Stored records:
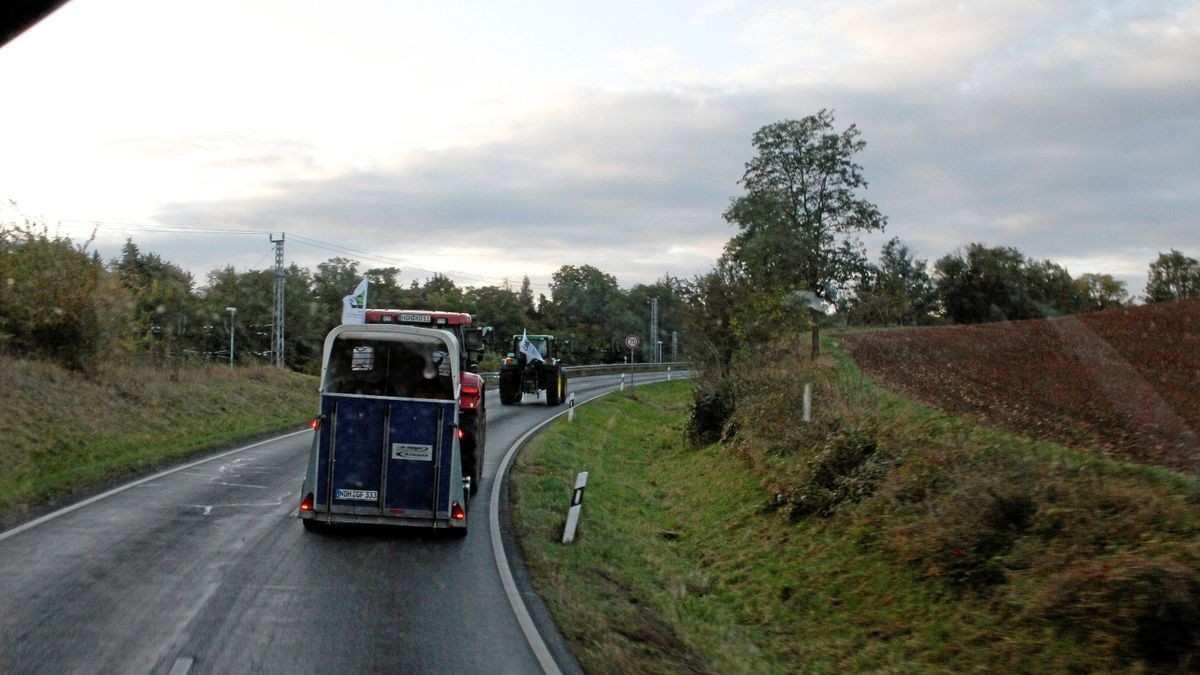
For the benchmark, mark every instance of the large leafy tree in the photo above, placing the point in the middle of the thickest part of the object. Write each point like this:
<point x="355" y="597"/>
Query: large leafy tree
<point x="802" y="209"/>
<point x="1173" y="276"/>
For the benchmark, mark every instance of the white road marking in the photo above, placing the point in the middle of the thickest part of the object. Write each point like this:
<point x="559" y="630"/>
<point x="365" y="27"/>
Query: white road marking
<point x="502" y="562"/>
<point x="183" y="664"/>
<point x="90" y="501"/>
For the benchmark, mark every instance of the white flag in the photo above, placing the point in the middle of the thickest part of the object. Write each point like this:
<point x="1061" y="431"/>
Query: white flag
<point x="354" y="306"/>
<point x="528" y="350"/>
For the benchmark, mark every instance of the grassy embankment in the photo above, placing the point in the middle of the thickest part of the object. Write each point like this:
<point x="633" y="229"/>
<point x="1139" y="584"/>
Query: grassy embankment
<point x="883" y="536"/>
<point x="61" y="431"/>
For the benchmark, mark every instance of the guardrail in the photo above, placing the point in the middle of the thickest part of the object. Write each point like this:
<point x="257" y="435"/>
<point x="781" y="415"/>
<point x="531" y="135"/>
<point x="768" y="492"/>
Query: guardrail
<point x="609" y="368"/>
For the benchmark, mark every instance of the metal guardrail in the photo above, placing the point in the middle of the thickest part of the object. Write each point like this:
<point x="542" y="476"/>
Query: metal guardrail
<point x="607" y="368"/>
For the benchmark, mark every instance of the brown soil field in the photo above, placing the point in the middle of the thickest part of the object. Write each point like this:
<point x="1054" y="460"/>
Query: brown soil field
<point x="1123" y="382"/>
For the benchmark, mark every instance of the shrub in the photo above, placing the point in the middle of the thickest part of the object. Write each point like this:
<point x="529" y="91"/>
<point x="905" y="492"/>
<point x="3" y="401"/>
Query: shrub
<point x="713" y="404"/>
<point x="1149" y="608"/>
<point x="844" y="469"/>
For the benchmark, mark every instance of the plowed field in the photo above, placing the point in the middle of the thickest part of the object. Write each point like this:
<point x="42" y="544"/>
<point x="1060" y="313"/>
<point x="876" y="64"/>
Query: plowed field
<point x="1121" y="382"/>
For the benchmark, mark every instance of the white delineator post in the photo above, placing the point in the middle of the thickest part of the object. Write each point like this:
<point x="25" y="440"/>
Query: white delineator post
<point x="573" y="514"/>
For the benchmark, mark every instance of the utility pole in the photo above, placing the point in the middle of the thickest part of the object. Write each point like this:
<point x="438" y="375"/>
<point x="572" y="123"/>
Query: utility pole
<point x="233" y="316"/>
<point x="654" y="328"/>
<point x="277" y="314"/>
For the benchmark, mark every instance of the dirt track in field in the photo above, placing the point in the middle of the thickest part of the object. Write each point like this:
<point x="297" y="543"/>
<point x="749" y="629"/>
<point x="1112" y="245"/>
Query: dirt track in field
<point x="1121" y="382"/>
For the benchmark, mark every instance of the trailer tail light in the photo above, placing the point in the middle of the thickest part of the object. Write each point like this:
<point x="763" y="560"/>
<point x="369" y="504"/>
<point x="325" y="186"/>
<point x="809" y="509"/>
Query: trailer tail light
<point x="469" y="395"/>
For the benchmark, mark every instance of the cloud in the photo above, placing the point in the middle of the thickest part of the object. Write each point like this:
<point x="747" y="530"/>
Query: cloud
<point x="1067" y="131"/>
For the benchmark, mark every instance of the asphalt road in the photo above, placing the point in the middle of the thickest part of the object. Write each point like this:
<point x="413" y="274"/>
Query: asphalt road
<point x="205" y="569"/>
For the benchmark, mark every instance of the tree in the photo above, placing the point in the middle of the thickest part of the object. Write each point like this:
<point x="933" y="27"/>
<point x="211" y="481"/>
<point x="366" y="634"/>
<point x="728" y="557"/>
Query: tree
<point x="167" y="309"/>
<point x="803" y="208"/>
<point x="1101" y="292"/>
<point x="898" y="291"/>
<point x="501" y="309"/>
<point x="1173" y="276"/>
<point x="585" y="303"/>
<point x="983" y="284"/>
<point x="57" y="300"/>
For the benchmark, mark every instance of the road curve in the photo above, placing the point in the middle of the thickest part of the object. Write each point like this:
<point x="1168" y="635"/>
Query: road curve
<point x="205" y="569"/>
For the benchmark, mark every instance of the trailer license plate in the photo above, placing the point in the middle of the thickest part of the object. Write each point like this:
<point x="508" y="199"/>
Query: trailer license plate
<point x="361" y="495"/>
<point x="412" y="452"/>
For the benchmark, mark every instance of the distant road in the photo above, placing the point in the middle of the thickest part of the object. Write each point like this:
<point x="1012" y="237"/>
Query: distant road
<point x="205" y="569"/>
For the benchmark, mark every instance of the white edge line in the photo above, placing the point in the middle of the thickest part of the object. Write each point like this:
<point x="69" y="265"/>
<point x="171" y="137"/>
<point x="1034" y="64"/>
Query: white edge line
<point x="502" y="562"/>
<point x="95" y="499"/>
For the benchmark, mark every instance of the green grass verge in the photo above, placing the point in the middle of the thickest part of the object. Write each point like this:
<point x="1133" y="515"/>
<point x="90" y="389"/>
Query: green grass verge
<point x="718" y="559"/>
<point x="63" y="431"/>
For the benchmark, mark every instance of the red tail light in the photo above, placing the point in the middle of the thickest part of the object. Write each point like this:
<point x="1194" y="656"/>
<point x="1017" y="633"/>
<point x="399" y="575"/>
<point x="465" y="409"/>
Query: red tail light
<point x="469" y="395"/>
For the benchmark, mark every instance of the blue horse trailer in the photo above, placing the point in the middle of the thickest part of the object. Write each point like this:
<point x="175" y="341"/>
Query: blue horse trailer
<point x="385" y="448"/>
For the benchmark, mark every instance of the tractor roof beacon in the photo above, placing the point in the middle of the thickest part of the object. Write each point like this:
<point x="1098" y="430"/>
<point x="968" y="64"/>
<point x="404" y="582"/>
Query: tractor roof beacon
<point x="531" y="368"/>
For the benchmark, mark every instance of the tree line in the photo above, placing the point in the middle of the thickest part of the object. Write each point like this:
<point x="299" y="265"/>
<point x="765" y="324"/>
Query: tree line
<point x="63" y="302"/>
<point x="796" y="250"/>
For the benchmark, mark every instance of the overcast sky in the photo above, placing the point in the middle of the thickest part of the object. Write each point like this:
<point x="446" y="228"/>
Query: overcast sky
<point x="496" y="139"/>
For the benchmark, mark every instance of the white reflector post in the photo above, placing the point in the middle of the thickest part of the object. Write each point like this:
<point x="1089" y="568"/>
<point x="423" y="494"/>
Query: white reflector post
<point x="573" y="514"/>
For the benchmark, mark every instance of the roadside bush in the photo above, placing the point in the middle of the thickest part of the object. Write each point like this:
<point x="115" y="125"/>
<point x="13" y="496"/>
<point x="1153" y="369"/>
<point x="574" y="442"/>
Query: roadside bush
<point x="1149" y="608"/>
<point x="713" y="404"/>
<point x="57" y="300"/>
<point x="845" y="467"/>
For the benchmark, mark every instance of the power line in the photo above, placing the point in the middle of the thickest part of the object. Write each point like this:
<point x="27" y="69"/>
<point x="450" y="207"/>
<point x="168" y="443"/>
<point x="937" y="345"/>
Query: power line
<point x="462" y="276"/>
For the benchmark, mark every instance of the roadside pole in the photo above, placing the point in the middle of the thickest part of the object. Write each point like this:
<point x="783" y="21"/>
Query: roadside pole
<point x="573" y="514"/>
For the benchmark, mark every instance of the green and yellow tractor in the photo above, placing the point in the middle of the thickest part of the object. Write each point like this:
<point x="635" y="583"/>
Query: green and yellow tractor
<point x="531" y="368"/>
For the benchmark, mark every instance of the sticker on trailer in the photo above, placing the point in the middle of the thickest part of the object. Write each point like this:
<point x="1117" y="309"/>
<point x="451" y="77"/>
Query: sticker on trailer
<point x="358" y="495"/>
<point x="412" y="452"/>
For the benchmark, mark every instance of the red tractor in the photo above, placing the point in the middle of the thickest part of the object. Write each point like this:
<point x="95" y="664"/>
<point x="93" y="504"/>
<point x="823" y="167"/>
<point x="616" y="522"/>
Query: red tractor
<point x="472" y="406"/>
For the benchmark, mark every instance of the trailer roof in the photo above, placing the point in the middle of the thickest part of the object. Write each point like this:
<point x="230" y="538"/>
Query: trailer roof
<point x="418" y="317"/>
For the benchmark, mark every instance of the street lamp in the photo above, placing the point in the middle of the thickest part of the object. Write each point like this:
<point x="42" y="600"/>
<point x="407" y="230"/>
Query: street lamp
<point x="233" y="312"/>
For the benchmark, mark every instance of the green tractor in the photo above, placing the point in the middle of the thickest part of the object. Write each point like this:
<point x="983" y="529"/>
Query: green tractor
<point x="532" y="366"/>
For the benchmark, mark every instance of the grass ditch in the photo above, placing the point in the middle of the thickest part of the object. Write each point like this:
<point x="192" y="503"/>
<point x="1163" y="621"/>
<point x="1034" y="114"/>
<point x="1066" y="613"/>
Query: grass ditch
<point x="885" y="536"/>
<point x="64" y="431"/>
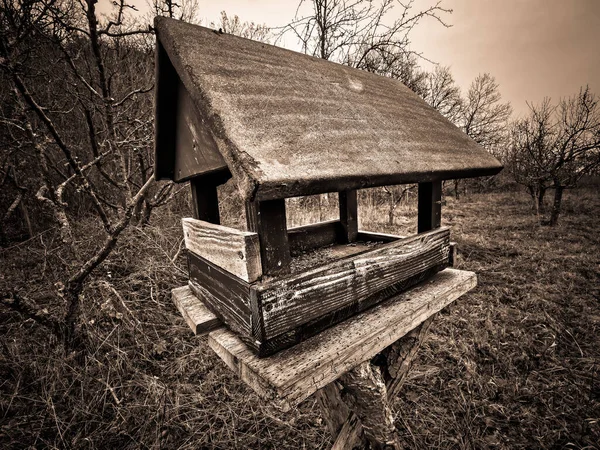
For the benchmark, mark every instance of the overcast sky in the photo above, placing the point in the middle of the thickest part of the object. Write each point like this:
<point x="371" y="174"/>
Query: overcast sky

> _GIVEN TASK_
Reproduce word for word only the lines between the line containing "For the benchmark, mark every instance of the green and" and the end of the listing above, both included, and drop any pictures.

> _RESULT FOR THIS TASK_
For the benchmark, mark every instance of the green and yellow tractor in the photo above, placing the point in the middle of the thickest part of the object. Write each point like this:
<point x="635" y="583"/>
Query: green and yellow tractor
<point x="531" y="368"/>
For the benchmark, mark every instance of the sticker on trailer in the photo above, placing the point in the middle of the thickest part of the object. Write each point like this:
<point x="1117" y="309"/>
<point x="451" y="77"/>
Query: sticker on trailer
<point x="358" y="495"/>
<point x="412" y="452"/>
For the benchmark, mark every instance of the red tractor in the photo above, placing the point in the middle of the thickest part of the object. Write each point like this:
<point x="95" y="664"/>
<point x="93" y="504"/>
<point x="823" y="167"/>
<point x="616" y="522"/>
Query: red tractor
<point x="472" y="406"/>
For the benchmark, mark every instance of the trailer roof in the photo above, placing the point in the middle of the thickest part of the object. Write each point like this:
<point x="230" y="538"/>
Query: trailer roof
<point x="418" y="317"/>
For the benchmark, mark every instance of the street lamp in the photo above, placing the point in the middle of the thickest part of the object. Write each point like this:
<point x="42" y="600"/>
<point x="407" y="230"/>
Query: street lamp
<point x="233" y="312"/>
For the benchmark, mark every instance of the green tractor in the photo above, placing the point in the middle of the thickest part of the object. Write each point like this:
<point x="983" y="529"/>
Query: green tractor
<point x="532" y="366"/>
For the benchmark, mark every instance of the grass ditch in the photo above, placing the point in the middle of the thickest part of the object. Write each point like this:
<point x="192" y="503"/>
<point x="1163" y="621"/>
<point x="1034" y="114"/>
<point x="1066" y="613"/>
Query: grass ditch
<point x="885" y="536"/>
<point x="64" y="431"/>
For the benchmark, mark every instance of the overcast sky in the photo above, placing the point in the middle of the thickest part of the object. Write each point like this:
<point x="371" y="174"/>
Query: overcast sky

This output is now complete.